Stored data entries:
################

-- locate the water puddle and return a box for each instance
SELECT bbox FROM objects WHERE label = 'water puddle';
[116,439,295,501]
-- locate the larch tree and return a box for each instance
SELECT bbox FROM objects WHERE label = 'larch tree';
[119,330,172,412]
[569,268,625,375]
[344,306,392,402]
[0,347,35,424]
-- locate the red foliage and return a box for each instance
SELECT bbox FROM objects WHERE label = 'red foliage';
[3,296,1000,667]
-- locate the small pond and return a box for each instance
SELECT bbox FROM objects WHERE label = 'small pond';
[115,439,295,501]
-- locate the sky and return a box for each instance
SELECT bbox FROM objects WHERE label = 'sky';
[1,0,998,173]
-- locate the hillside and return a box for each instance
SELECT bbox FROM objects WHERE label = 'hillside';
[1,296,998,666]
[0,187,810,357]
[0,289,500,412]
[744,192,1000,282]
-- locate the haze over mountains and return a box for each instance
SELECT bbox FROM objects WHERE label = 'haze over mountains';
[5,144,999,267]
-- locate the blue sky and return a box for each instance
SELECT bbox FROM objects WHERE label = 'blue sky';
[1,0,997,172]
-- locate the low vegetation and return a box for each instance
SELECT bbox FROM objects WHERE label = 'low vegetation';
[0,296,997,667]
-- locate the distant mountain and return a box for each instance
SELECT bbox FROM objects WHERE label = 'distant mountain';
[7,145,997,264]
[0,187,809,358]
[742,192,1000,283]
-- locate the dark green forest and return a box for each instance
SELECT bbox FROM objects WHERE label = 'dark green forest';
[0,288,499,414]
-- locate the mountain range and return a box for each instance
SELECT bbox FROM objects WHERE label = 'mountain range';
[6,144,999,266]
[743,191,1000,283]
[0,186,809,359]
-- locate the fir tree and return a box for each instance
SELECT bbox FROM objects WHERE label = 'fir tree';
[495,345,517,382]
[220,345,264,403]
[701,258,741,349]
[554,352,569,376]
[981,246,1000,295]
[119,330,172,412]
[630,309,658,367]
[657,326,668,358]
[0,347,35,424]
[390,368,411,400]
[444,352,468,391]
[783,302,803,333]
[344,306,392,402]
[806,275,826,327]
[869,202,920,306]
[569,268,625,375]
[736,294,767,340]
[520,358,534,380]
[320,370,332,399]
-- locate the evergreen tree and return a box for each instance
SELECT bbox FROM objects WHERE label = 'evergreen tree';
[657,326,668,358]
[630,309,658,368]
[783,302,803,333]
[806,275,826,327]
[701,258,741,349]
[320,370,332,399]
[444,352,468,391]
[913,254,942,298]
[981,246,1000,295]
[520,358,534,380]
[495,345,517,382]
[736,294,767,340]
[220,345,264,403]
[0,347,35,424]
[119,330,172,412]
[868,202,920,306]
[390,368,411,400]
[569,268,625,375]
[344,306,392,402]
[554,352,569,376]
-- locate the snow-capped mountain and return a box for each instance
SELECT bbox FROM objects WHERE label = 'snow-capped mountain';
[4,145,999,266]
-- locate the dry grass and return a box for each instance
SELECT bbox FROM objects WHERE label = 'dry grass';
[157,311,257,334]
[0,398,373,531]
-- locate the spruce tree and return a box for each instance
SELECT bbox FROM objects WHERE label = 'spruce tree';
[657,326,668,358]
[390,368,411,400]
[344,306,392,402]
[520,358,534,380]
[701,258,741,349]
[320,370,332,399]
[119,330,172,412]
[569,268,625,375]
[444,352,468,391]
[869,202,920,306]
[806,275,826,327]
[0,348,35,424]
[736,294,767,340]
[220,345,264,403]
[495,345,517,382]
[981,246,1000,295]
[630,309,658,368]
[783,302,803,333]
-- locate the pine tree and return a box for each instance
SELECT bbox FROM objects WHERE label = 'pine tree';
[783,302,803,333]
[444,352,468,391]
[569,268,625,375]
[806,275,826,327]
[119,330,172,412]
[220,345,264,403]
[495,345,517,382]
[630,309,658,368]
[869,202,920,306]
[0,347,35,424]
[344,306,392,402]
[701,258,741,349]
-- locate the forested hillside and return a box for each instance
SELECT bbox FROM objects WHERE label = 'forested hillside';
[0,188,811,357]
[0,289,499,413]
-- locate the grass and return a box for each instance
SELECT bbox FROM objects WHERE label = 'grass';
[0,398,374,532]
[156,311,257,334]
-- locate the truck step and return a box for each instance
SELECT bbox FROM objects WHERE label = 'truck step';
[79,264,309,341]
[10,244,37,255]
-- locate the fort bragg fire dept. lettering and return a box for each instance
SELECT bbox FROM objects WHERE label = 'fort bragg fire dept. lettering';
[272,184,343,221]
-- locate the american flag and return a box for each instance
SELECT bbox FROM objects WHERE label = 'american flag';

################

Please retype the data exactly as it stands, from its first line down to the line that contains "-- locate the larch", then stop.

EXERCISE RESULT:
-- locate the water puddle and return a box for each instance
SELECT bbox FROM objects WHERE label = 'water puddle';
[116,439,295,501]
-- locate the larch tree and return a box for each instance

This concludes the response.